Work to complete:
Extract every line of text in the records below, word for word, and leave the pictures out.
::::::::
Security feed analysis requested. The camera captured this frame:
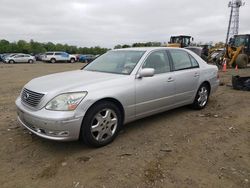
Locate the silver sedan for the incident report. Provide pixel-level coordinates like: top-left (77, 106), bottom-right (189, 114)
top-left (16, 47), bottom-right (219, 147)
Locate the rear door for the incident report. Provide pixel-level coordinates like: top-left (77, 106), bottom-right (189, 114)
top-left (168, 49), bottom-right (200, 104)
top-left (136, 50), bottom-right (175, 117)
top-left (14, 54), bottom-right (24, 63)
top-left (23, 55), bottom-right (31, 62)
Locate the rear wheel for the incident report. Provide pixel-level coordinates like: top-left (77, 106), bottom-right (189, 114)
top-left (9, 60), bottom-right (15, 64)
top-left (236, 54), bottom-right (248, 68)
top-left (28, 59), bottom-right (34, 64)
top-left (50, 58), bottom-right (56, 63)
top-left (70, 58), bottom-right (75, 63)
top-left (192, 83), bottom-right (210, 110)
top-left (81, 101), bottom-right (122, 147)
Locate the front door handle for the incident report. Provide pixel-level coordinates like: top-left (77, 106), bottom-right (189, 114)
top-left (168, 77), bottom-right (174, 82)
top-left (194, 72), bottom-right (200, 77)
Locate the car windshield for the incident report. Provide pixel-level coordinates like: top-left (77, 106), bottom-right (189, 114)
top-left (234, 36), bottom-right (248, 47)
top-left (83, 50), bottom-right (145, 75)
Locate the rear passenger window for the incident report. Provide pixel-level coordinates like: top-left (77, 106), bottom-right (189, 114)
top-left (142, 50), bottom-right (170, 74)
top-left (169, 49), bottom-right (192, 71)
top-left (189, 55), bottom-right (199, 68)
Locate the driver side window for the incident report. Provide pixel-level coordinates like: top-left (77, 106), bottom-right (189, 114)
top-left (142, 50), bottom-right (170, 74)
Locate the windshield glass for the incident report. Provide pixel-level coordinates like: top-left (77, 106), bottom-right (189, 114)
top-left (83, 50), bottom-right (145, 74)
top-left (234, 36), bottom-right (248, 47)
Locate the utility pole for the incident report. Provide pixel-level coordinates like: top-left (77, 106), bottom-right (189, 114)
top-left (226, 0), bottom-right (245, 44)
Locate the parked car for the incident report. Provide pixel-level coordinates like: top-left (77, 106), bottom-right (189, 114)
top-left (35, 53), bottom-right (45, 61)
top-left (4, 54), bottom-right (36, 64)
top-left (42, 52), bottom-right (76, 63)
top-left (79, 54), bottom-right (95, 63)
top-left (16, 47), bottom-right (219, 147)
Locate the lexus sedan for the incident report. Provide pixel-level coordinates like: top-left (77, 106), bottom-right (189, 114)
top-left (16, 47), bottom-right (219, 147)
top-left (4, 54), bottom-right (36, 64)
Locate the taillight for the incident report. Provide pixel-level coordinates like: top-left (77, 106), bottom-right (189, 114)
top-left (217, 72), bottom-right (220, 80)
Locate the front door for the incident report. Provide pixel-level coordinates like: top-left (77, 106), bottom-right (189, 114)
top-left (169, 49), bottom-right (200, 104)
top-left (136, 50), bottom-right (175, 117)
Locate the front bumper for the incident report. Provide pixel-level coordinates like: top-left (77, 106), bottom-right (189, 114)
top-left (16, 98), bottom-right (83, 141)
::::::::
Output:
Security feed analysis requested. The camera captured this frame:
Locate the silver sedan for the incident report. Provide pixel-level coordinates like: top-left (77, 106), bottom-right (189, 114)
top-left (16, 47), bottom-right (219, 147)
Locate the rear door for the incident report. Provide pixel-level coordinates like: top-left (77, 106), bottom-right (189, 114)
top-left (168, 49), bottom-right (200, 104)
top-left (136, 50), bottom-right (175, 117)
top-left (14, 54), bottom-right (24, 63)
top-left (23, 55), bottom-right (31, 62)
Locate the rear wheel for the incident report. Provide pixel-level coordinates like: top-left (77, 106), bottom-right (189, 114)
top-left (9, 60), bottom-right (15, 64)
top-left (236, 54), bottom-right (248, 68)
top-left (28, 59), bottom-right (34, 64)
top-left (50, 58), bottom-right (56, 63)
top-left (70, 58), bottom-right (75, 63)
top-left (192, 83), bottom-right (210, 110)
top-left (81, 101), bottom-right (122, 147)
Locate the front door handle for the incident report. Provide pixel-level coordinates like: top-left (77, 106), bottom-right (189, 114)
top-left (168, 77), bottom-right (174, 82)
top-left (194, 72), bottom-right (200, 77)
Locate the car windshield for the incident report. Provide pixel-level coordinates like: top-left (77, 106), bottom-right (189, 114)
top-left (234, 36), bottom-right (248, 47)
top-left (83, 50), bottom-right (145, 75)
Locate the rear passenger window for the incident report. Provide pixel-level coordinates like: top-left (77, 106), bottom-right (189, 114)
top-left (142, 50), bottom-right (170, 74)
top-left (169, 49), bottom-right (192, 71)
top-left (189, 55), bottom-right (199, 68)
Locate the driver side window for the incident report. Provide pixel-level coordinates like: top-left (77, 106), bottom-right (189, 114)
top-left (142, 50), bottom-right (170, 74)
Locate the windshield glass for the incident report. Provide pixel-level coordinates like: top-left (77, 106), bottom-right (189, 114)
top-left (83, 50), bottom-right (145, 74)
top-left (234, 36), bottom-right (248, 47)
Locate the utility pole for the incident report. Provide pixel-level coordinates like: top-left (77, 106), bottom-right (189, 114)
top-left (226, 0), bottom-right (245, 44)
Locate the parked car for the incident report. Provide pixel-level coordinates like: top-left (77, 106), bottom-right (189, 114)
top-left (35, 53), bottom-right (45, 61)
top-left (4, 54), bottom-right (36, 64)
top-left (42, 52), bottom-right (76, 63)
top-left (79, 54), bottom-right (95, 63)
top-left (16, 47), bottom-right (219, 147)
Locate the lexus sedan for the incident report. Provide pixel-level coordinates like: top-left (77, 106), bottom-right (189, 114)
top-left (16, 47), bottom-right (219, 147)
top-left (4, 54), bottom-right (36, 64)
Locate the taillight for the incident report. Provide pixel-level coordinates like: top-left (77, 106), bottom-right (189, 114)
top-left (217, 72), bottom-right (220, 80)
Locate the front door for the incident report. Provide pixel-level coordinates like: top-left (77, 106), bottom-right (189, 114)
top-left (169, 49), bottom-right (200, 104)
top-left (136, 50), bottom-right (175, 117)
Locate the front bumper for the incident report. Provide pixel-level coordinates like: top-left (77, 106), bottom-right (189, 114)
top-left (16, 98), bottom-right (83, 141)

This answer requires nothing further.